» REQUIRED ACTION A:
According to the forum post about book advances, how long will it probably take to make back the advance on an 8% paperback?
» REQUIRED ACTION B:
Echo everything in the forum post about book advances from "You have written" down to "some more money.".

» DOCUMENT TEXT:
┄┄┄┄┄┄┄┄┄┄┄┄┄┄┄┄┄┄┄┄
Terrence OBrien said:


> _"Of course. Have you even seen the opposite? It's not an advance, it's a profit. The advance itself was profit. Profit before agents, expenses and taxes, but that's another story."_
> 
> I haven't seen the opposite. I gave an earlier example of a $10k advance and sales of 500k. You responded by saying,
> 
> ...


If you mean 500K in the long run, yes, that might happen even in a small project although I haven't seen it happen yet. I have seen 50th editions on very old contracts in some small countries where everything starts with very small print run and sell steadily for years.

All profit from contracts is before agents get their share. It's revenue in the business sense. If you subtract a 10% or 15% for the agent, you have your income before taxes. Then you remove your expenses, count in your taxes, and decide if you want to keep writing

You have written 5 moderately successful books and approach a big publishing house with a manuscript they like. You might get something like $50K and 8% and they might do a 100K run.

A 8% paperback will not flood you with income. It's $0.60 to $1,20 per copy in paperback. You will probably make your advance back in 18months to 2 years. Then you might make some more money.
┄┄┄┄┄┄┄┄┄┄┄┄┄┄┄┄┄┄┄┄
Records contained in a dataset
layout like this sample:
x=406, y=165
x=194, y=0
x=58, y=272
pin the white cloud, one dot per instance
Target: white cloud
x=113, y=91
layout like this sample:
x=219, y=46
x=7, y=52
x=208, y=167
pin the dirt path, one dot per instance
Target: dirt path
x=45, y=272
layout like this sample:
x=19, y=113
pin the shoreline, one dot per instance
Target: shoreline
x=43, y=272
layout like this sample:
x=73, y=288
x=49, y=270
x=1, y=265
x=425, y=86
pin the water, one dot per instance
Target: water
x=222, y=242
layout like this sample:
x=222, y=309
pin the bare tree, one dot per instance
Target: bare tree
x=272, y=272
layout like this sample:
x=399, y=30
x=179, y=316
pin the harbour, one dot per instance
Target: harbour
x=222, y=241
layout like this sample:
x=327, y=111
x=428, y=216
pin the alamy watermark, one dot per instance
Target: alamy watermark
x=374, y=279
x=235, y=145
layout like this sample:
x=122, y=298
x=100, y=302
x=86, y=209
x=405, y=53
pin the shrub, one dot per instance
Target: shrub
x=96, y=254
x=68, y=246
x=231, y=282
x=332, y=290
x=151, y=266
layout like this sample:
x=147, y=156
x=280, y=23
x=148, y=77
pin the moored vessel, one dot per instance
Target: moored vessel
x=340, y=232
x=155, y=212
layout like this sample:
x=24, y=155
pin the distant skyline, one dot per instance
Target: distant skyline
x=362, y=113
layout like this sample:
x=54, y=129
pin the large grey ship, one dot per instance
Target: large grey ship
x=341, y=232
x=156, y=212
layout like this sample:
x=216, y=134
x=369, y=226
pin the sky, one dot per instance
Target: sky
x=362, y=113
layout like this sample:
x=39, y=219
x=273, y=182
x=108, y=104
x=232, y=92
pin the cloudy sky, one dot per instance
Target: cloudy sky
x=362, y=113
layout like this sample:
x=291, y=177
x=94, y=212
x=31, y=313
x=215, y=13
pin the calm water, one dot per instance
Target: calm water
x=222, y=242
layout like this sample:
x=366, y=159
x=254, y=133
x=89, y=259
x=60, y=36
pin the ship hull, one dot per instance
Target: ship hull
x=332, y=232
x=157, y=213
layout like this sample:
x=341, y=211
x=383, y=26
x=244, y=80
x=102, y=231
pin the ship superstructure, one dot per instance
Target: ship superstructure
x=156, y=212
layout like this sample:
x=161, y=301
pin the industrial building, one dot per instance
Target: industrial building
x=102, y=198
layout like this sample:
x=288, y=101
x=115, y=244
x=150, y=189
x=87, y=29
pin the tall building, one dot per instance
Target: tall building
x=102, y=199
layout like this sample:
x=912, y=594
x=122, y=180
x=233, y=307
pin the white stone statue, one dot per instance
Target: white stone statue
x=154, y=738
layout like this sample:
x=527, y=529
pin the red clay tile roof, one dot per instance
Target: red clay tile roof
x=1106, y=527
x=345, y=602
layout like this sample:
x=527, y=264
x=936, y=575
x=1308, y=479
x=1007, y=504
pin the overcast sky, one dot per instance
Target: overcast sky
┄┄┄┄┄┄┄┄┄┄┄┄┄┄┄┄┄┄┄┄
» WORKED SOLUTION A:
18 months to 2 years.

» WORKED SOLUTION B:
You have written 5 moderately successful books and approach a big publishing house with a manuscript they like. You might get something like $50K and 8% and they might do a 100K run.

A 8% paperback will not flood you with income. It's $0.60 to $1,20 per copy in paperback. You will probably make your advance back in 18months to 2 years. Then you might make some more money.